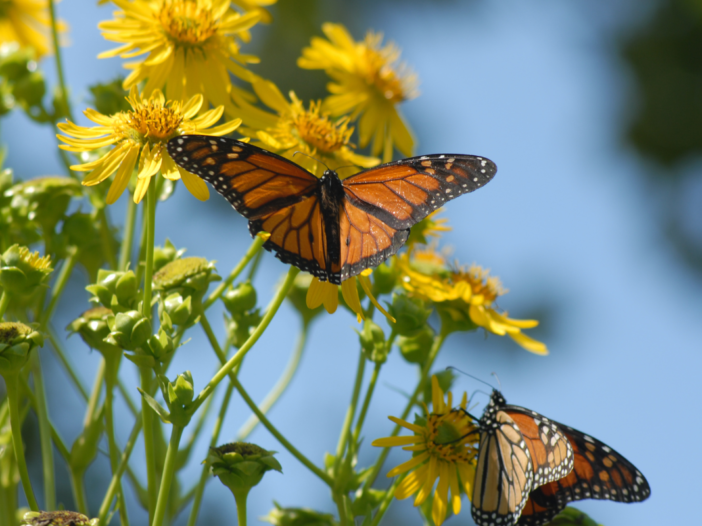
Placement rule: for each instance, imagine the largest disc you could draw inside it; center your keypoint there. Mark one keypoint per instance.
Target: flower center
(150, 120)
(450, 438)
(318, 130)
(187, 22)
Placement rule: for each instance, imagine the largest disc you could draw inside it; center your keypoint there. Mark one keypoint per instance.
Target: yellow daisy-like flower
(367, 83)
(444, 446)
(294, 128)
(191, 45)
(141, 135)
(463, 293)
(27, 22)
(327, 294)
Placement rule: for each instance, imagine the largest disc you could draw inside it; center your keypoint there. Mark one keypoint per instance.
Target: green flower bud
(93, 328)
(372, 341)
(166, 253)
(21, 271)
(240, 466)
(179, 310)
(415, 349)
(30, 89)
(385, 279)
(129, 330)
(17, 341)
(280, 516)
(57, 518)
(241, 298)
(410, 313)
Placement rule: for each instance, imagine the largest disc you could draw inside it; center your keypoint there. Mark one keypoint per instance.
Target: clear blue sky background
(569, 224)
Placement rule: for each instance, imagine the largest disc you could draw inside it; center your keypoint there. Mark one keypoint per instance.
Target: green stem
(250, 253)
(61, 281)
(280, 386)
(253, 338)
(240, 497)
(57, 56)
(350, 412)
(426, 369)
(149, 257)
(114, 484)
(125, 253)
(11, 385)
(168, 474)
(47, 451)
(4, 302)
(200, 489)
(273, 431)
(58, 349)
(147, 417)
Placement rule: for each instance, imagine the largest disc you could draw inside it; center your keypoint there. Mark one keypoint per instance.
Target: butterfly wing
(598, 472)
(504, 475)
(404, 192)
(257, 183)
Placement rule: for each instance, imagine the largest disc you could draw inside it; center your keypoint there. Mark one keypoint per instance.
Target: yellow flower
(141, 134)
(327, 294)
(463, 294)
(191, 47)
(367, 83)
(27, 22)
(444, 446)
(296, 129)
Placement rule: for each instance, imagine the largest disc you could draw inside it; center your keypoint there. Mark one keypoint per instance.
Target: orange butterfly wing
(599, 472)
(254, 181)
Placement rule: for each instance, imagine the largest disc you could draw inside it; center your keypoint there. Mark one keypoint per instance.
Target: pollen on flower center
(318, 130)
(448, 437)
(186, 22)
(151, 120)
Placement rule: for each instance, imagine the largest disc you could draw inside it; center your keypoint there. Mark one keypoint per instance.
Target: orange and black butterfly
(330, 228)
(530, 467)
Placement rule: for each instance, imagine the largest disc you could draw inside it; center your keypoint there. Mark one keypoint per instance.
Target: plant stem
(168, 474)
(147, 417)
(433, 353)
(4, 302)
(200, 489)
(11, 385)
(125, 253)
(47, 451)
(253, 338)
(273, 431)
(250, 253)
(112, 489)
(57, 56)
(149, 257)
(280, 386)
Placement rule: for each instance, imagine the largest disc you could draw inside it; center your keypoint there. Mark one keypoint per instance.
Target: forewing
(598, 472)
(366, 241)
(297, 236)
(254, 181)
(504, 475)
(404, 192)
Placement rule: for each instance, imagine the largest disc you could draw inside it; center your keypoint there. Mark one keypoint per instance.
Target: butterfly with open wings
(332, 228)
(530, 467)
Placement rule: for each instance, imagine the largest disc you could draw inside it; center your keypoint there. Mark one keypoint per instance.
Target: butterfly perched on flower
(530, 467)
(332, 228)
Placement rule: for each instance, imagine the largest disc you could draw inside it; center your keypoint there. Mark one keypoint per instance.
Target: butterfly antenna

====

• Challenge
Repeat the data in full and exactly. Omit pictures.

• Final answer
Placement rule: for each instance, imagine the largest disc you could draw inside it; center your keypoint there. Mark one keypoint per instance.
Target: flower center
(150, 120)
(450, 438)
(318, 130)
(187, 22)
Placement rule: for each instance, imagine the largest disc you could draw inside it; center your keypoint there. Mark one keypoint per instance.
Target: yellow daisy-like flower
(367, 83)
(444, 446)
(294, 128)
(191, 45)
(141, 135)
(463, 293)
(27, 22)
(327, 294)
Placement rule: for each instance, imagine the largest disc you could draw inside it; center your keypoint there. Mark one keypoint per instance.
Target: green flower bud
(93, 328)
(372, 341)
(166, 253)
(21, 271)
(240, 466)
(179, 310)
(415, 349)
(30, 89)
(385, 279)
(129, 330)
(17, 341)
(280, 516)
(57, 518)
(241, 298)
(410, 313)
Placement rule: for each instance, imagine the largest disc you could draw inside it; center your keypoint there. Mark one keypoint per instance.
Target: clear blue sky background
(569, 224)
Placement rule: for each instance, imagine the largest disc you could draw inside it; center your keypoint there. Mark one keypoint per instance.
Target: green stem
(250, 253)
(61, 281)
(280, 386)
(253, 338)
(240, 497)
(57, 56)
(350, 412)
(426, 369)
(149, 257)
(114, 484)
(125, 253)
(11, 385)
(168, 474)
(47, 451)
(4, 302)
(200, 489)
(273, 431)
(58, 349)
(147, 417)
Placement rule: for each instance, imagine the largest disc you could draw inside it; center your keypoint there. Mark one keypoint per instance.
Target: butterfly wing
(598, 472)
(504, 475)
(404, 192)
(257, 183)
Placement rule: for each instance, imagine the largest disc you could draw inside it; center your keypoint there. Mark one keypoint per instance.
Target: yellow flower
(141, 134)
(327, 294)
(463, 294)
(191, 47)
(367, 83)
(27, 22)
(444, 446)
(296, 129)
Placement rule: for each instance, imagine the largest disc you could draw inside it; center your keypoint there. Mark one keypoint per instance.
Target: orange butterfly wing
(599, 472)
(254, 181)
Placement rule: for each instance, imagine the largest disc you could draw inside it; center your keypoint there. Mark one keypoint per instance.
Target: pollen on flower center
(318, 130)
(448, 437)
(186, 22)
(151, 120)
Placement rule: for each instance, imagine the largest disc you could draw inside it; center your keypoint there. Mark one keypoint per instance.
Target: orange and black butterfly
(330, 228)
(530, 467)
Placement rule: for each instance, imagine the largest disc you could draw inside it; center your keypoint there. Mark one keypoint per instance.
Target: plant stem
(168, 474)
(147, 417)
(433, 353)
(4, 302)
(200, 489)
(11, 385)
(125, 253)
(47, 451)
(253, 338)
(273, 431)
(250, 253)
(112, 489)
(57, 56)
(149, 257)
(280, 386)
Placement rule: for each instance, imagine the largest disc you could draw inside it; center your keypoint there. Mark one keypoint per instance.
Target: forewing
(598, 472)
(366, 241)
(297, 236)
(254, 181)
(504, 475)
(404, 192)
Placement rule: for each instance, imagine the largest disc you could draw inside it; center your keypoint there. Mark one keypoint per instance.
Target: butterfly with open wings
(332, 228)
(530, 467)
Placement rule: for each instance, imagine the largest disc you could draw inside it; center your keypoint there. Mark one keypoint per instance.
Target: butterfly perched on flower
(530, 467)
(332, 228)
Placement rule: for each instance, imagine the largest disc you could draw inside it; center your keypoint there. Mark one keypoint per instance.
Target: butterfly antenna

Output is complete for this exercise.